- _Actions to take_:
1. Copy the stretch of the Prime Minister's Challenge Fund article from "The fund has" through "make it easier." word for word.
2. Can you continue the Prime Minister's Challenge Fund article from where it stops?

= Prime Minister's Challenge Fund =

UK health funding programme

The Prime Minister's Challenge Fund was established in October 2013 with £50 million for NHS England to help improve access to general practice and stimulate innovative ways of providing primary care services.

==Pilots==
Twenty pilots were announced in April 2014. On 30 September 2014, David Cameron announced a further £100 million in funding for 2015–16 to support a second wave of 37 pilots.

The fund has been used for a range of projects, including:
- the creation of a single front entrance and alterations to the Minor Injuries Unit at Newark Hospital for Sherwood Forest Hospitals NHS Foundation Trust;
- seven-day access and evening opening hours for Wigan Borough Clinical Commissioning Group;
- a virtual hub intended to allow patients to speak to doctors without needing to attend A&E or wait for an appointment, for SW Healthcare in Worcestershire.

==Criticism==
The rationale has been described by Harry Longman:
- It's hard to get an appointment with your GP.
- More opening hours would make it easier.
- Let's provide 12 hours 8-8, 7 days a week.
- We'll have to pay a lot but just do it.

- _Supplied data_:
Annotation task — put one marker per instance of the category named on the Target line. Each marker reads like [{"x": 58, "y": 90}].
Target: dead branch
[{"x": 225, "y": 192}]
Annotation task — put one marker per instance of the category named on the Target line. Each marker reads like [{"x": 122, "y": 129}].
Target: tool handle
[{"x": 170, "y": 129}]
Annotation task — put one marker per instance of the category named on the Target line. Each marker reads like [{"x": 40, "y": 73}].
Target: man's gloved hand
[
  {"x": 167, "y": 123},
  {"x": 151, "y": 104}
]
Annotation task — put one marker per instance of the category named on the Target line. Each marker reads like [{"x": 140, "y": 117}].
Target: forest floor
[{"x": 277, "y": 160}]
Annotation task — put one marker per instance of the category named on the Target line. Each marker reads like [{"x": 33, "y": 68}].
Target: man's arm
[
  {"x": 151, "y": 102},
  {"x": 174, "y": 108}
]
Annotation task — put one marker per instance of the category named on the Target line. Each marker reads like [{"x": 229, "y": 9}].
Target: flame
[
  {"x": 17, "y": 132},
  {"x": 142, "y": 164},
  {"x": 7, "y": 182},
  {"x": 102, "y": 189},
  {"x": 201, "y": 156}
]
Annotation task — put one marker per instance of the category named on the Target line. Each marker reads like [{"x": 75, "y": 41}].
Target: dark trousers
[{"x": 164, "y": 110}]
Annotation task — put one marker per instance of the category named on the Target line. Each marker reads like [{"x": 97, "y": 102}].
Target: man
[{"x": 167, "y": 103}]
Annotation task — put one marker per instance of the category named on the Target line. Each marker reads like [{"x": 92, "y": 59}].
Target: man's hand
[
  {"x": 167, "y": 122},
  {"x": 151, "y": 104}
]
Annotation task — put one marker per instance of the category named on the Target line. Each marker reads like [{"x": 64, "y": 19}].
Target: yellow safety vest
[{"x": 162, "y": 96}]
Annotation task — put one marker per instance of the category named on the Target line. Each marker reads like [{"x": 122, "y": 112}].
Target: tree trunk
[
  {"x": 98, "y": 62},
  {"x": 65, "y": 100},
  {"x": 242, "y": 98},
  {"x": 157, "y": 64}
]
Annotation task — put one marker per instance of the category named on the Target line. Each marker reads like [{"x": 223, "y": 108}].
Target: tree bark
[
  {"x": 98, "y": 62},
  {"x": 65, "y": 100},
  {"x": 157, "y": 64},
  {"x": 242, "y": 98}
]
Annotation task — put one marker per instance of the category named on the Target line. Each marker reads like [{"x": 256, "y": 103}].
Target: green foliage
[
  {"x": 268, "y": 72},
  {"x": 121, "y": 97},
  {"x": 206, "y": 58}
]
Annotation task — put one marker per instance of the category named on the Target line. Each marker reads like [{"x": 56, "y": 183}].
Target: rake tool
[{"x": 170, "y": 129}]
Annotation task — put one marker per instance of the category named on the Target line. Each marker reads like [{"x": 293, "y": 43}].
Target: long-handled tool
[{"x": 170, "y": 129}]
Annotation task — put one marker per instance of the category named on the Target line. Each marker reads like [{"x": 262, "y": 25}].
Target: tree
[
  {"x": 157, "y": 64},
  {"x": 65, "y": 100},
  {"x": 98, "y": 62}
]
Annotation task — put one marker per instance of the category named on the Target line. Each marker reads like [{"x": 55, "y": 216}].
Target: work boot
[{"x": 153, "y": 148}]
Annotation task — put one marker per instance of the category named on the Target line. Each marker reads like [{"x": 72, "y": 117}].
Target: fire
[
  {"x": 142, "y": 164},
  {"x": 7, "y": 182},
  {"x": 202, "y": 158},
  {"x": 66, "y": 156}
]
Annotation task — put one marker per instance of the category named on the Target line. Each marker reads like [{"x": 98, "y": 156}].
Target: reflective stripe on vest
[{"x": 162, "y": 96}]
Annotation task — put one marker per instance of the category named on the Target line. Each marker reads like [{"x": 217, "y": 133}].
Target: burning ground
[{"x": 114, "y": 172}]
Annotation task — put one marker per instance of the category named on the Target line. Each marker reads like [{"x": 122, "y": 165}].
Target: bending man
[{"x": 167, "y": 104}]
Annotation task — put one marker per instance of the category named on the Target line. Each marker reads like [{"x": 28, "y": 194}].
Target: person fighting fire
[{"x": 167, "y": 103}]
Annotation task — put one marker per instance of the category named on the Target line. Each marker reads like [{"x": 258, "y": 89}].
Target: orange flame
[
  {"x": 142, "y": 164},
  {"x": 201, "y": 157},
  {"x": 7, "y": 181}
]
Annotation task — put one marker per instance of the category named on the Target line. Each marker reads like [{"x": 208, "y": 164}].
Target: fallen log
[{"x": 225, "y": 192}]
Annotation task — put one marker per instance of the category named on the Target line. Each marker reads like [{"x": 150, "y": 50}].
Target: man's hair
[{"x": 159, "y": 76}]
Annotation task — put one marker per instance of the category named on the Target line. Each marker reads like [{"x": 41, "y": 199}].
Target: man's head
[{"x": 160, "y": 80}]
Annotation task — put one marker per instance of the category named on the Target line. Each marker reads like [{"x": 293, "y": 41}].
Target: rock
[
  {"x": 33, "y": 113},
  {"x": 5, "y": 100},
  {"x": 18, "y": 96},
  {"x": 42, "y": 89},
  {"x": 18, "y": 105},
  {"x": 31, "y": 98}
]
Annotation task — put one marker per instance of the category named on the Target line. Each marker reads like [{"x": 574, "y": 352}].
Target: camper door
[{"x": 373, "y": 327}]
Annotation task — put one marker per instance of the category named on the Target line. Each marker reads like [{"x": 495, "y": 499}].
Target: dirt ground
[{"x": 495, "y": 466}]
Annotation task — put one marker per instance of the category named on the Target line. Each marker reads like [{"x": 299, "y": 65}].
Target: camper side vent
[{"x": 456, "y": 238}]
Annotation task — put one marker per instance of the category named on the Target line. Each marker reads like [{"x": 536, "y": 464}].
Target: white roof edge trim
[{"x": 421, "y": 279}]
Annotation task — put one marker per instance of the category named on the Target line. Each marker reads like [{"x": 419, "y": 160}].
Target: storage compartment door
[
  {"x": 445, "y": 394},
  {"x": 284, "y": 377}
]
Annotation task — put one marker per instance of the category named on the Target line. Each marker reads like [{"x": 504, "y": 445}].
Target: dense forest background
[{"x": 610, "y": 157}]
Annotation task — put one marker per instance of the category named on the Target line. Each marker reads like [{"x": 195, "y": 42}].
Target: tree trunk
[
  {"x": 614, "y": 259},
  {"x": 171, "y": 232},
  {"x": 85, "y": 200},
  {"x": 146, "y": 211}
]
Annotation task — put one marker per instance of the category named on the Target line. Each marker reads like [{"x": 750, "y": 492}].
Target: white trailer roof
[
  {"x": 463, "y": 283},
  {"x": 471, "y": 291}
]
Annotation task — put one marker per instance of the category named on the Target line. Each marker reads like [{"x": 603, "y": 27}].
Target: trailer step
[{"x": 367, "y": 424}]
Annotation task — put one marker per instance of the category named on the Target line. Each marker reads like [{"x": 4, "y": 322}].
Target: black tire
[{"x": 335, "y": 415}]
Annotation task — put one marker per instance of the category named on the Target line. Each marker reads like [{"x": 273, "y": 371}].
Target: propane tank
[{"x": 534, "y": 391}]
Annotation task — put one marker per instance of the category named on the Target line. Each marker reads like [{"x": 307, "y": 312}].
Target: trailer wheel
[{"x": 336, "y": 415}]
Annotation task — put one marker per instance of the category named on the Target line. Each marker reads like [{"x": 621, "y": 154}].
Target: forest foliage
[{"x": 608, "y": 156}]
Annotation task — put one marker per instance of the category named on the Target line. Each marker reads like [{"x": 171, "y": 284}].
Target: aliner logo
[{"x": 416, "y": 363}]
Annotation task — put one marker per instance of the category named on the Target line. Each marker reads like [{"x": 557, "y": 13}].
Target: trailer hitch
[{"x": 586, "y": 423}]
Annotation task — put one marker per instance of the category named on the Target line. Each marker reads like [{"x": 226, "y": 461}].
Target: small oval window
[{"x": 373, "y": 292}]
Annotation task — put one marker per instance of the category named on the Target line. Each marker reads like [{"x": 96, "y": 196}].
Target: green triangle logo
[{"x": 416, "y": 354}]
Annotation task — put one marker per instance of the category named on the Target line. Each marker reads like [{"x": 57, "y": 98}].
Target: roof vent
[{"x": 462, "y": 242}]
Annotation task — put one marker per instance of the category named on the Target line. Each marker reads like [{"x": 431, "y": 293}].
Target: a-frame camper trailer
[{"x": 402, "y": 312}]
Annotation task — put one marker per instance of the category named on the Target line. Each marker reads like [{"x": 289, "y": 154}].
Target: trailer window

- _Solved tasks_:
1.
The fund has been used for a range of projects, including:
- the creation of a single front entrance and alterations to the Minor Injuries Unit at Newark Hospital for Sherwood Forest Hospitals NHS Foundation Trust;
- seven-day access and evening opening hours for Wigan Borough Clinical Commissioning Group;
- a virtual hub intended to allow patients to speak to doctors without needing to attend A&E or wait for an appointment, for SW Healthcare in Worcestershire.

==Criticism==
The rationale has been described by Harry Longman:
- It's hard to get an appointment with your GP.
- More opening hours would make it easier.

2.
According to Longman the funding roughly doubles the capitation global sum for GPs who offer the scheme. It's a good deal for GPs, but, according to him, poor value for money because demand for primary care "typically starts quite high at 8am but tails off through the day and by 6 pm is very light" if there is sufficient supply during the day.

A YouGov poll in June 2015 found the highest priorities for the general public were care for the elderly and access to GPs at weekends.

An investigation by Pulse (magazine) in July 2015 found that many seven-day GP access pilot areas had reduced their extended hours in light of poor demand. In particular it appeared that there was very little demand for Sunday GP appointments and they had been abandoned in some places.

Richard Murray of the King's Fund hopes that working differently, on the basis of the pilot schemes (rather than just working harder) may hold the key to problems of access to primary care.